START Data listing
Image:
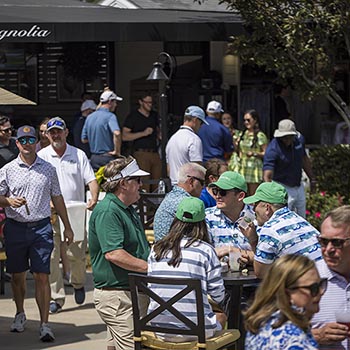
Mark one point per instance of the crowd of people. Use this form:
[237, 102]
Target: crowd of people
[232, 191]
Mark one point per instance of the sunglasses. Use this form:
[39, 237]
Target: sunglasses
[137, 179]
[25, 140]
[315, 288]
[202, 181]
[55, 123]
[337, 243]
[7, 130]
[223, 193]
END Data listing
**Problem:** Please retype every entry above exactly, leaving out any picture.

**Written solution:**
Image:
Mark one point per instance of the crowd of people. Use this form:
[237, 102]
Target: crowd of people
[232, 191]
Mark one point per instance of the sunglasses. Use this form:
[39, 237]
Target: sunglasses
[137, 179]
[25, 140]
[315, 288]
[202, 181]
[55, 123]
[337, 243]
[7, 130]
[223, 193]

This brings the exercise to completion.